**Exercise requirements**.
How many lines in these records hold the string "image"? State only that number.

===== Data supplied =====

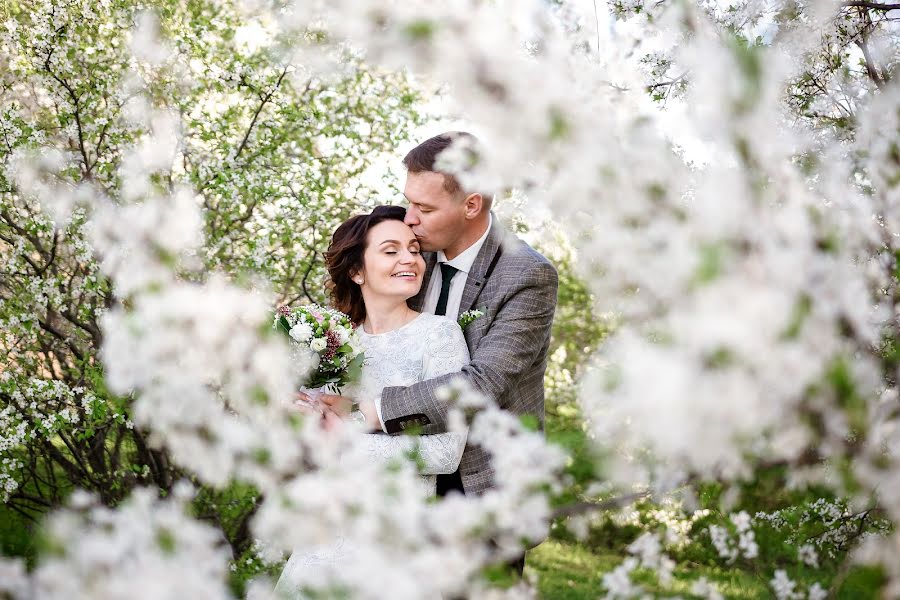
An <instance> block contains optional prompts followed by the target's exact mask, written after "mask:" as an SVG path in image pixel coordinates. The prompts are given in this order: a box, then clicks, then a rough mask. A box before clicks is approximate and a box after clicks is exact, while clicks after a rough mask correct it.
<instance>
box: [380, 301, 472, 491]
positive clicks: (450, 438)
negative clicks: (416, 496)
mask: <svg viewBox="0 0 900 600" xmlns="http://www.w3.org/2000/svg"><path fill="white" fill-rule="evenodd" d="M410 333H411V335H414V333H413V332H410ZM421 333H422V334H424V336H425V340H424V344H423V346H424V351H423V356H422V373H421V380H425V379H430V378H432V377H437V376H439V375H444V374H447V373H455V372H457V371H460V370H462V368H463V367H464V366H465V365H466V364H468V362H469V349H468V347H467V346H466V339H465V337H463V333H462V330H461V329H460V328H459V325H458V324H457V323H456V322H455V321H453V320H452V319H449V318H445V317H441V318H435V317H432V318H431V320H430V321H428V322H427V330H426V331H424V332H421ZM366 438H367V439H366V440H365V441H364V444H365V445H366V447H367V449H368V452H369V456H370V457H371V458H372V460H374V461H378V462H389V461H390V460H393V459H395V458H396V457H398V456H402V455H407V456H410V455H413V454H416V455H417V456H418V458H419V459H421V461H422V463H423V464H422V465H421V467H422V468H421V472H422V474H423V475H441V474H449V473H453V472H454V471H456V468H457V467H458V466H459V461H460V460H461V459H462V454H463V450H465V447H466V432H465V431H462V432H446V433H438V434H432V435H420V436H409V435H400V436H387V435H369V436H366Z"/></svg>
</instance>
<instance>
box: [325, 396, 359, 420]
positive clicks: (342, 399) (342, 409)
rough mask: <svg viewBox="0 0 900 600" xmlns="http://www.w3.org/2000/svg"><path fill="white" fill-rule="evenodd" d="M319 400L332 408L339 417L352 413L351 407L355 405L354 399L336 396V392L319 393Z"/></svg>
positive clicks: (343, 396)
mask: <svg viewBox="0 0 900 600" xmlns="http://www.w3.org/2000/svg"><path fill="white" fill-rule="evenodd" d="M318 399H319V402H321V403H322V404H324V405H325V406H327V407H328V408H330V409H331V410H332V411H333V412H334V413H335V414H337V415H338V416H339V417H346V416H347V415H349V414H350V408H351V407H352V406H353V400H352V399H351V398H348V397H346V396H336V395H334V394H321V395H319V398H318Z"/></svg>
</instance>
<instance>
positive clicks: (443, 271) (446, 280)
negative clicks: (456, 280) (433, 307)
mask: <svg viewBox="0 0 900 600" xmlns="http://www.w3.org/2000/svg"><path fill="white" fill-rule="evenodd" d="M457 273H459V269H457V268H456V267H454V266H452V265H449V264H447V263H441V295H440V296H438V303H437V306H435V307H434V314H436V315H446V314H447V298H449V297H450V280H451V279H453V276H454V275H456V274H457Z"/></svg>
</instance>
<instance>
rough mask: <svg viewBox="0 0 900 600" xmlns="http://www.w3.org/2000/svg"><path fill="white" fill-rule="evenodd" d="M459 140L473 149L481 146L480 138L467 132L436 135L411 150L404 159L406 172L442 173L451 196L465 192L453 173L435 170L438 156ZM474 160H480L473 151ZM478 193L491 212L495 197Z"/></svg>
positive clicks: (487, 207)
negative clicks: (459, 191) (479, 140)
mask: <svg viewBox="0 0 900 600" xmlns="http://www.w3.org/2000/svg"><path fill="white" fill-rule="evenodd" d="M458 139H463V140H466V141H467V142H469V145H470V147H471V148H480V146H481V144H480V143H479V141H478V138H477V137H475V136H474V135H472V134H471V133H468V132H466V131H448V132H446V133H442V134H440V135H436V136H434V137H433V138H429V139H427V140H425V141H424V142H422V143H421V144H419V145H418V146H416V147H415V148H413V149H412V150H410V151H409V152H408V153H407V154H406V156H405V157H403V164H404V165H405V166H406V170H407V171H409V172H410V173H421V172H423V171H432V172H434V173H440V174H441V175H443V176H444V189H445V190H447V191H448V192H450V193H451V194H456V193H457V192H459V191H465V190H463V187H462V185H460V183H459V180H458V179H457V178H456V177H455V176H454V175H453V174H452V173H447V172H446V171H442V170H441V169H437V168H435V163H436V162H437V157H438V155H439V154H440V153H441V152H443V151H444V150H446V149H447V148H449V147H450V146H451V145H452V144H453V143H454V142H455V141H456V140H458ZM472 159H473V160H477V159H478V155H477V154H476V152H475V151H474V150H473V151H472ZM473 192H474V190H473ZM478 193H479V194H481V198H482V202H483V203H484V207H485V209H486V210H490V209H491V201H492V200H493V198H494V195H493V194H492V193H484V192H478Z"/></svg>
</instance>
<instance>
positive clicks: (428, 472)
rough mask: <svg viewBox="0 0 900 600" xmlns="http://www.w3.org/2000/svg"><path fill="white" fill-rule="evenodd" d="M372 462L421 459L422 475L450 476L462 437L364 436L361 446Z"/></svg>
mask: <svg viewBox="0 0 900 600" xmlns="http://www.w3.org/2000/svg"><path fill="white" fill-rule="evenodd" d="M362 443H363V444H364V445H365V447H366V450H367V452H368V454H369V457H370V458H371V460H372V461H373V462H379V463H388V462H390V461H392V460H395V459H396V458H397V457H399V456H417V457H418V458H419V459H421V461H422V463H421V464H420V467H421V468H420V472H421V473H422V474H423V475H441V474H449V473H453V472H454V471H455V470H456V468H457V467H458V466H459V461H460V459H461V458H462V453H463V450H464V449H465V447H466V434H465V433H437V434H434V435H417V436H412V435H367V436H365V440H363V442H362Z"/></svg>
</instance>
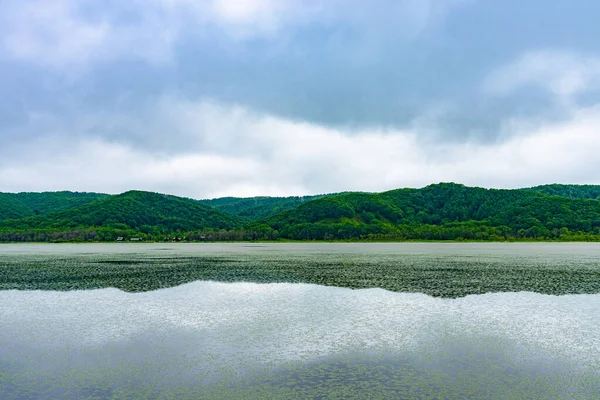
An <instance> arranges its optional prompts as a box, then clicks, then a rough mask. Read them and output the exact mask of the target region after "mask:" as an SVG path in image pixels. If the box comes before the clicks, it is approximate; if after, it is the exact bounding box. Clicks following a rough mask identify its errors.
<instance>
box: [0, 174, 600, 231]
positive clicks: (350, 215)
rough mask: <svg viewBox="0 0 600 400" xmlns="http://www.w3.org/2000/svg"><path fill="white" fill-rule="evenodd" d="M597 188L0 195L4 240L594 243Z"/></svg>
mask: <svg viewBox="0 0 600 400" xmlns="http://www.w3.org/2000/svg"><path fill="white" fill-rule="evenodd" d="M599 193H600V186H592V185H581V186H578V185H545V186H538V187H534V188H527V189H513V190H498V189H483V188H476V187H467V186H464V185H459V184H454V183H442V184H436V185H430V186H427V187H424V188H422V189H397V190H391V191H388V192H384V193H342V194H337V195H335V194H333V195H318V196H306V197H287V198H270V197H255V198H246V199H243V198H231V197H229V198H221V199H213V200H205V201H198V200H193V199H187V198H181V197H175V196H170V195H164V194H158V193H151V192H141V191H130V192H126V193H123V194H120V195H103V194H95V193H73V192H55V193H20V194H7V193H0V241H63V240H66V241H71V240H99V241H110V240H115V239H116V238H117V237H119V236H123V237H126V238H131V237H141V238H143V239H147V240H163V239H164V238H165V237H173V236H176V237H183V238H187V239H188V240H254V239H298V240H336V239H341V240H345V239H367V240H369V239H376V240H413V239H414V240H421V239H424V240H531V239H533V240H546V239H551V240H553V239H559V240H600V200H597V199H596V198H597V197H598V196H597V194H599ZM211 205H212V206H213V207H211ZM224 211H226V212H224Z"/></svg>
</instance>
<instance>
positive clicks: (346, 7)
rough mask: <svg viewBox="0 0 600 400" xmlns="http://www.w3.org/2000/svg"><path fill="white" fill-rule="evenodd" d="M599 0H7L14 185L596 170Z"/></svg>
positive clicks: (416, 182) (10, 158)
mask: <svg viewBox="0 0 600 400" xmlns="http://www.w3.org/2000/svg"><path fill="white" fill-rule="evenodd" d="M598 16H600V2H598V1H597V0H531V1H522V0H371V1H364V0H323V1H317V0H204V1H196V0H53V1H47V0H0V93H2V96H0V191H4V192H15V191H45V190H77V191H95V192H108V193H119V192H123V191H126V190H129V189H141V190H152V191H158V192H166V193H172V194H176V195H182V196H188V197H194V198H207V197H218V196H226V195H233V196H253V195H300V194H313V193H323V192H337V191H344V190H360V191H383V190H388V189H394V188H399V187H421V186H425V185H428V184H431V183H437V182H440V181H454V182H459V183H464V184H467V185H477V186H484V187H501V188H513V187H524V186H532V185H537V184H544V183H554V182H558V183H595V184H600V172H599V171H600V45H599V44H598V37H600V24H599V23H598Z"/></svg>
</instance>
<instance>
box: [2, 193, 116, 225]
mask: <svg viewBox="0 0 600 400" xmlns="http://www.w3.org/2000/svg"><path fill="white" fill-rule="evenodd" d="M107 197H109V195H107V194H102V193H85V192H68V191H62V192H42V193H33V192H31V193H30V192H22V193H0V221H2V220H5V219H11V218H24V217H29V216H34V215H45V214H49V213H52V212H58V211H63V210H67V209H69V208H73V207H80V206H83V205H85V204H88V203H92V202H94V201H96V200H101V199H105V198H107Z"/></svg>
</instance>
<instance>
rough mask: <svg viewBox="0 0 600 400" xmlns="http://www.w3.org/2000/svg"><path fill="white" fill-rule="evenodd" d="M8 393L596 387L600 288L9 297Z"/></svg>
mask: <svg viewBox="0 0 600 400" xmlns="http://www.w3.org/2000/svg"><path fill="white" fill-rule="evenodd" d="M0 304H2V307H0V324H1V327H0V328H1V329H0V343H2V346H0V360H1V361H0V398H2V399H21V398H86V397H89V398H110V397H117V398H140V397H142V398H143V397H145V398H164V397H169V396H172V397H174V398H232V397H234V398H235V397H240V398H241V397H243V398H264V397H265V396H267V397H273V398H306V397H319V396H324V397H326V398H336V397H338V398H348V397H353V398H360V397H364V398H378V397H379V398H390V396H392V397H395V398H398V397H400V398H402V397H404V398H415V397H416V398H419V397H426V396H427V395H429V396H433V397H438V398H440V397H441V398H479V399H480V398H494V399H496V398H511V397H512V398H569V399H571V398H590V399H592V398H596V395H597V393H600V374H599V373H598V371H599V370H600V333H599V332H598V329H597V327H598V326H599V323H600V295H570V296H559V297H557V296H547V295H539V294H534V293H525V292H523V293H502V294H487V295H480V296H468V297H465V298H461V299H456V300H449V299H437V298H432V297H429V296H426V295H423V294H414V293H412V294H404V293H392V292H386V291H383V290H379V289H369V290H360V291H352V290H348V289H341V288H331V287H321V286H315V285H297V284H296V285H295V284H262V285H259V284H249V283H233V284H227V283H215V282H194V283H190V284H186V285H183V286H180V287H176V288H171V289H164V290H159V291H155V292H148V293H137V294H128V293H124V292H121V291H119V290H116V289H102V290H95V291H79V292H39V291H37V292H22V291H21V292H19V291H5V292H0Z"/></svg>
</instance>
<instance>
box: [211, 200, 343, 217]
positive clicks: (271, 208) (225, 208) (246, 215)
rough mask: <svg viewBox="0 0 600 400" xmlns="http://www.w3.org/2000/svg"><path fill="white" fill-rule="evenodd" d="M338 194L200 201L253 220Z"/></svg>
mask: <svg viewBox="0 0 600 400" xmlns="http://www.w3.org/2000/svg"><path fill="white" fill-rule="evenodd" d="M336 195H337V193H335V194H321V195H316V196H293V197H264V196H261V197H249V198H241V197H222V198H218V199H212V200H200V202H201V203H203V204H206V205H209V206H211V207H214V208H216V209H217V210H219V211H223V212H225V213H227V214H231V215H235V216H238V217H242V218H244V219H245V220H246V221H247V222H251V221H258V220H261V219H265V218H269V217H272V216H274V215H277V214H279V213H280V212H283V211H287V210H291V209H293V208H296V207H298V206H299V205H302V204H304V203H307V202H309V201H311V200H316V199H320V198H322V197H331V196H336Z"/></svg>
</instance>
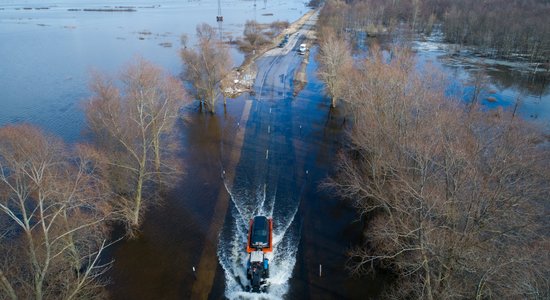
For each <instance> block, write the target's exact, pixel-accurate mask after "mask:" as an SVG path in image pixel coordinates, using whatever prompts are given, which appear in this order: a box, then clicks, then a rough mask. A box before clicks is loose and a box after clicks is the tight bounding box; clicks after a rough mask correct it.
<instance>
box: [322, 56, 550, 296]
mask: <svg viewBox="0 0 550 300" xmlns="http://www.w3.org/2000/svg"><path fill="white" fill-rule="evenodd" d="M344 76H345V79H346V81H345V82H347V84H348V85H347V87H346V88H345V89H344V90H345V91H346V93H345V94H344V95H343V96H342V97H343V98H345V99H346V104H347V105H349V106H350V107H351V108H352V109H351V110H350V111H352V113H353V122H352V123H353V125H351V126H350V129H349V145H348V147H347V148H346V149H345V150H344V151H343V152H342V153H341V155H340V156H339V170H338V173H337V175H336V176H335V177H334V178H332V179H331V180H330V182H328V183H327V185H328V186H329V187H331V188H333V189H334V190H335V191H336V192H337V193H338V194H339V195H340V196H342V197H344V198H348V199H350V200H351V202H352V203H353V205H354V206H355V207H356V208H357V210H358V212H359V214H360V215H361V216H363V220H364V222H365V231H364V242H363V243H362V244H361V245H359V246H358V247H356V248H354V249H352V250H350V263H349V268H350V270H351V271H352V273H354V274H358V275H359V274H364V273H369V272H376V270H379V269H387V270H390V271H391V272H393V273H394V274H395V275H396V276H397V280H395V285H396V286H394V287H391V288H388V289H387V290H386V292H385V297H386V298H391V299H404V298H405V299H407V298H412V299H415V298H421V299H489V298H495V299H516V298H517V299H546V298H548V297H550V281H549V279H548V278H550V254H549V252H548V248H549V246H550V242H549V236H548V229H549V225H550V224H549V221H548V219H547V216H548V213H549V211H548V199H550V172H549V170H548V168H547V166H548V165H550V155H549V150H548V147H545V146H544V143H543V142H544V137H542V136H541V135H540V134H538V131H537V130H535V129H533V128H531V127H530V126H529V125H527V124H525V123H523V122H522V121H521V120H519V119H518V118H517V117H515V116H514V115H513V114H511V113H507V112H503V111H493V112H483V111H481V109H479V106H477V105H476V103H473V104H470V107H465V106H464V104H463V102H461V101H459V100H453V99H447V97H446V95H445V80H444V78H443V76H441V75H440V74H438V73H437V72H435V71H432V70H430V69H429V68H426V69H424V70H422V71H421V72H420V71H418V70H416V69H415V68H414V61H413V56H412V55H411V53H410V51H408V50H407V49H400V48H393V49H391V51H389V52H384V51H381V50H380V49H379V48H378V47H373V49H372V50H371V52H370V56H369V58H368V59H365V60H362V61H361V62H359V63H357V64H356V65H355V66H354V67H353V68H352V69H350V70H348V72H346V73H345V74H344Z"/></svg>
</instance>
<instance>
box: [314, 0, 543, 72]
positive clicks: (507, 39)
mask: <svg viewBox="0 0 550 300" xmlns="http://www.w3.org/2000/svg"><path fill="white" fill-rule="evenodd" d="M548 15H550V3H548V1H545V0H533V1H519V0H517V1H509V0H490V1H475V0H458V1H457V0H400V1H384V0H356V1H341V0H329V1H327V2H326V4H325V6H324V8H323V10H322V13H321V17H320V20H321V22H322V25H323V26H331V27H332V28H333V29H334V30H335V31H336V33H337V34H339V33H342V32H344V31H351V32H356V31H363V32H367V33H368V34H374V35H376V34H379V33H384V32H397V31H396V29H398V28H401V29H402V28H403V27H406V28H408V29H411V30H413V31H416V32H424V33H426V34H430V33H431V32H432V30H433V29H434V28H435V27H434V26H436V25H438V24H439V25H441V26H440V28H441V30H442V32H443V33H444V34H445V38H446V40H447V41H448V42H451V43H455V44H459V45H473V46H477V47H478V49H479V52H480V53H483V54H485V55H490V56H497V57H505V58H518V57H526V58H528V59H529V60H531V61H535V62H542V63H548V57H549V56H550V23H549V22H548V20H547V16H548ZM403 25H405V26H403ZM400 32H401V31H400Z"/></svg>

=====

**Exercise solution**.
3